--- begin Dataset ---

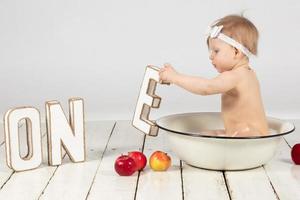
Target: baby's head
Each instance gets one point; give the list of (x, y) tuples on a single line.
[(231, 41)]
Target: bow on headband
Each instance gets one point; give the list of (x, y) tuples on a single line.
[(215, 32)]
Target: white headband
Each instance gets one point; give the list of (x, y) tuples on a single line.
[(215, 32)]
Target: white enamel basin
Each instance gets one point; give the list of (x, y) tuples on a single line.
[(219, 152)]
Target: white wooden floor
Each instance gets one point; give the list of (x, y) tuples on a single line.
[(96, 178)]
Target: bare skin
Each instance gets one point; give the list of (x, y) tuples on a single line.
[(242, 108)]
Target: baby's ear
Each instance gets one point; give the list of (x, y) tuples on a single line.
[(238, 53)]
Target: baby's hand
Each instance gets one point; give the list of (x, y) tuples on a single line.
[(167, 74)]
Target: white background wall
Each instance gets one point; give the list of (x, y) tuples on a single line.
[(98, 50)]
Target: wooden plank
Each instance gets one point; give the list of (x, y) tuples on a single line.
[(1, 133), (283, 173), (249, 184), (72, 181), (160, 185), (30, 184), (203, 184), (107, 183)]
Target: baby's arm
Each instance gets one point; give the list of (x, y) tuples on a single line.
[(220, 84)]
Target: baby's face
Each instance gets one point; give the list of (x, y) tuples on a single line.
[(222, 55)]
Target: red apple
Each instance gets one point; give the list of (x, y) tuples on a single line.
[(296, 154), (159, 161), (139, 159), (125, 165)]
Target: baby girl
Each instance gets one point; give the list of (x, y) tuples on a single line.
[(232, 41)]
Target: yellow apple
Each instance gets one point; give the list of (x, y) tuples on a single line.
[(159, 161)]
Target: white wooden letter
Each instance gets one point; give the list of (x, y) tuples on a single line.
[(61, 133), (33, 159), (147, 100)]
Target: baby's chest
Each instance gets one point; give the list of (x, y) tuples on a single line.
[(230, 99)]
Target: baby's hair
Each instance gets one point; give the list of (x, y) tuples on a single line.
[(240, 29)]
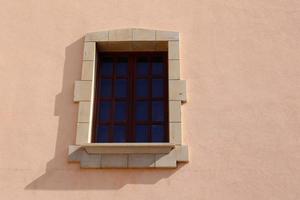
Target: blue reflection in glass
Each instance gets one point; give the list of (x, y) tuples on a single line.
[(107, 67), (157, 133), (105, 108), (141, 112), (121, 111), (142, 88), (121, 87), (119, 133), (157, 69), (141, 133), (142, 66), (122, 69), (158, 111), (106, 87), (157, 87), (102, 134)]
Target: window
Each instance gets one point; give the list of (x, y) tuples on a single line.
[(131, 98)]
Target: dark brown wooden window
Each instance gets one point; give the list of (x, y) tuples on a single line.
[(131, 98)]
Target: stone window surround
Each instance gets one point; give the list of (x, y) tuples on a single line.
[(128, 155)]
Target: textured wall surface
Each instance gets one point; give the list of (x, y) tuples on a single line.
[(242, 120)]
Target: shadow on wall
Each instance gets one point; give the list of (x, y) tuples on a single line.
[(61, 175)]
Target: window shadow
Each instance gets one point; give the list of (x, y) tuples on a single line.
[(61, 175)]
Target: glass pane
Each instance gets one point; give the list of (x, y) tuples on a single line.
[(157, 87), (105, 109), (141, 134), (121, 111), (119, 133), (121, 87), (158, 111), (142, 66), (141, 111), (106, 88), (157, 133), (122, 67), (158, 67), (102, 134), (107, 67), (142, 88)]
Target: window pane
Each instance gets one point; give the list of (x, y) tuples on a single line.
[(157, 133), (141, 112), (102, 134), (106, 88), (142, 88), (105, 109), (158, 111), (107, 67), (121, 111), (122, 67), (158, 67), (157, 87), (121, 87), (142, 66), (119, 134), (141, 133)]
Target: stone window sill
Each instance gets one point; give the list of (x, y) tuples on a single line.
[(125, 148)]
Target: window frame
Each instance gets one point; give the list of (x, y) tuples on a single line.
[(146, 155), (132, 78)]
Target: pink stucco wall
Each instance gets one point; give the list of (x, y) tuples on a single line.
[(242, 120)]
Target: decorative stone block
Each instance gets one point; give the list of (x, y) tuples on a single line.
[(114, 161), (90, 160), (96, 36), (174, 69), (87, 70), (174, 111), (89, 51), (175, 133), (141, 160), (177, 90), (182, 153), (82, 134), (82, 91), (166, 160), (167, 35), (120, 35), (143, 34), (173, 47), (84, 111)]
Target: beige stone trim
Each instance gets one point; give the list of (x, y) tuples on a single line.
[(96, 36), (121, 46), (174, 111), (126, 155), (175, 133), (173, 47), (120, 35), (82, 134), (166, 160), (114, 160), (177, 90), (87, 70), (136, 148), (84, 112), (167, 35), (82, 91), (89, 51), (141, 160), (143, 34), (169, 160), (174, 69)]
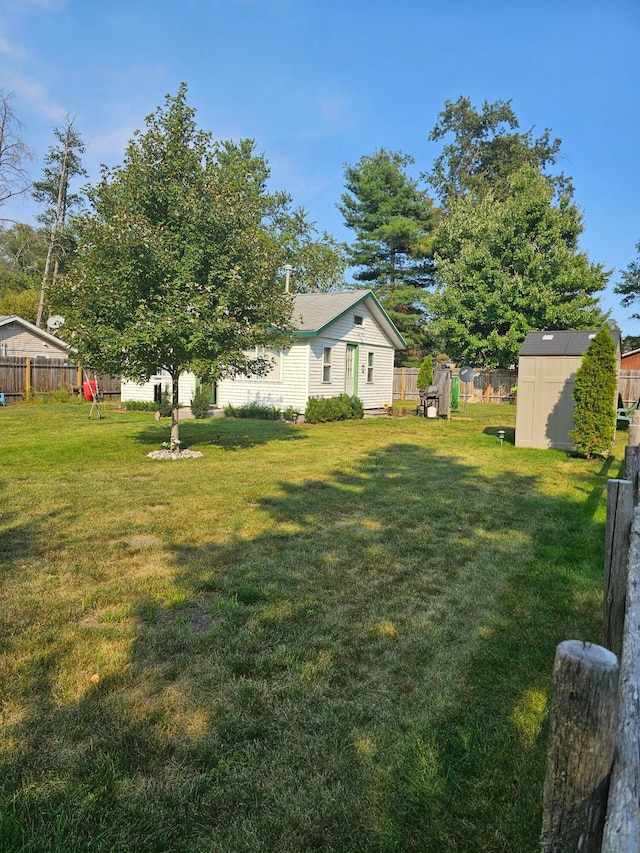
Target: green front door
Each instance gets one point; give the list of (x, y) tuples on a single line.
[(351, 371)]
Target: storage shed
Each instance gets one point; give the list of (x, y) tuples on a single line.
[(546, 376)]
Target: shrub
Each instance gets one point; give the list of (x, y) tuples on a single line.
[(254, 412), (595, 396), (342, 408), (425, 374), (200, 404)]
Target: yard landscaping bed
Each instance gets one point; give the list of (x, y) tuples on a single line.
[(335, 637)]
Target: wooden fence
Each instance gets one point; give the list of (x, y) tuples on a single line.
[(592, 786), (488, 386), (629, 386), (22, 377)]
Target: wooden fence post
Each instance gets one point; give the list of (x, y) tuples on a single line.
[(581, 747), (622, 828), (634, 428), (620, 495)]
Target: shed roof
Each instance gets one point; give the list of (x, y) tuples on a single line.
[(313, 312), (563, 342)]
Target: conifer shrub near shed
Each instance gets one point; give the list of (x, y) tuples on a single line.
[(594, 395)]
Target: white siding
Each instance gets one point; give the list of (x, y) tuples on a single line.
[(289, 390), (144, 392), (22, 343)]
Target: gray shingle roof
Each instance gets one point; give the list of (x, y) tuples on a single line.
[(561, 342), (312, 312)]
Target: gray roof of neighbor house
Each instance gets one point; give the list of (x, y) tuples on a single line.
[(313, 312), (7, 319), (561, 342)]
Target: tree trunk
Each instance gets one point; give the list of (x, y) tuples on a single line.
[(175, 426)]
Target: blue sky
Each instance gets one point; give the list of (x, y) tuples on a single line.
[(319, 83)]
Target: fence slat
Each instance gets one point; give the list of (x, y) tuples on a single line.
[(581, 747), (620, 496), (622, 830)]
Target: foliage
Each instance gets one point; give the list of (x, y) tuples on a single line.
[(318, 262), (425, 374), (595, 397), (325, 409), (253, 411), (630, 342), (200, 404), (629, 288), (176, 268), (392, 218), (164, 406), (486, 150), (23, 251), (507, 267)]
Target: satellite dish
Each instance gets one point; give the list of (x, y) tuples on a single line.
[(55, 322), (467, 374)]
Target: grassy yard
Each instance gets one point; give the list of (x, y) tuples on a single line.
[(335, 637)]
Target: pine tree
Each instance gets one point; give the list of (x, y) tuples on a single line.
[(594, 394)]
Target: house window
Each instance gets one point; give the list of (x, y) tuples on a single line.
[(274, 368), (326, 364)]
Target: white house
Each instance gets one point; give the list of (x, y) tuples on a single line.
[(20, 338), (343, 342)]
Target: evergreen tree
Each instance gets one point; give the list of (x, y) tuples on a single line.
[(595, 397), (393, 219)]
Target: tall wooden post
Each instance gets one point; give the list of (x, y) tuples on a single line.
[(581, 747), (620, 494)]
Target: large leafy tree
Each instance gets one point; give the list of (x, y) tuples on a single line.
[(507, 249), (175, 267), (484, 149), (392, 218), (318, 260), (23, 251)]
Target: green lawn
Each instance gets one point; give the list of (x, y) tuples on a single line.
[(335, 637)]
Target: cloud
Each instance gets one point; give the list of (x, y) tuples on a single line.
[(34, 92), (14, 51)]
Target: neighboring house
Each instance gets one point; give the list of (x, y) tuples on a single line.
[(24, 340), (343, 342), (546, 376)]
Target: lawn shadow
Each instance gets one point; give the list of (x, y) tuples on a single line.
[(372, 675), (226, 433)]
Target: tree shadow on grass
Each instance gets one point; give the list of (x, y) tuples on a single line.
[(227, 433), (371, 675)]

--- end Dataset ---

## Aim
Can you put the rows from the line holding "Target: large leafy tree" through the last line of the rows, inclusive, into a Markdown table with a No. column for the row number and a Line column for the text, leaving out blank lines?

## Solution to this problem
| No. | Line |
|---|---|
| 1 | Target: large leafy tree |
| 2 | Each instance gets one point; give the list of (x, y) tuples on a single line. |
| 3 | [(507, 249), (175, 267), (484, 149), (392, 218), (318, 260), (23, 251)] |
| 4 | Target: green lawn |
| 5 | Each instance gets one point; give the list of (x, y) tuples on a single line. |
| 6 | [(335, 637)] |
| 7 | Target: cloud |
| 8 | Each instance gets one point; give the list of (x, y) tuples on a single line. |
| 9 | [(34, 92), (14, 51)] |
| 10 | Target: neighboring house |
| 11 | Each instance gets one point; give the list of (x, y) tuples on a single line. |
| 12 | [(24, 340), (343, 342), (546, 376)] |
| 13 | Target: lawn shadow |
| 14 | Each instance gets one point; give the list of (x, y) tuples on a single line. |
| 15 | [(372, 675), (226, 433)] |
| 16 | Target: tree shadow on grass |
| 17 | Each instance gets one point; give the list of (x, y) tuples on a single line. |
| 18 | [(227, 433), (371, 675)] |